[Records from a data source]

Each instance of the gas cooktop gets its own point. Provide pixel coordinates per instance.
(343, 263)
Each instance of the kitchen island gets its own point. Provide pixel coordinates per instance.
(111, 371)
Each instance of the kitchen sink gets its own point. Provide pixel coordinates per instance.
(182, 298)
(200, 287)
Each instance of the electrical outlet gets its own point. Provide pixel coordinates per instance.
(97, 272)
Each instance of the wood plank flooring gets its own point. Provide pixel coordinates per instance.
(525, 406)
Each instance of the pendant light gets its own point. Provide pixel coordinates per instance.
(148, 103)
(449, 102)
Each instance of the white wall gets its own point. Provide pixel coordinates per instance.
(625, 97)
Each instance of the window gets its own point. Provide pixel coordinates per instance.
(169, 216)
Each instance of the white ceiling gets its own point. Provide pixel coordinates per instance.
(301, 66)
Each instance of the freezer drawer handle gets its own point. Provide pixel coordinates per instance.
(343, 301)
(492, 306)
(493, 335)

__Requirements__.
Copy out, exactly, the lines that begin with the line containing "Each instance of the freezer" and run through the end of the records.

__Result for this task__.
Each instance of the freezer drawer handle gets its own point. Provide pixel coordinates per instance.
(343, 301)
(492, 306)
(493, 335)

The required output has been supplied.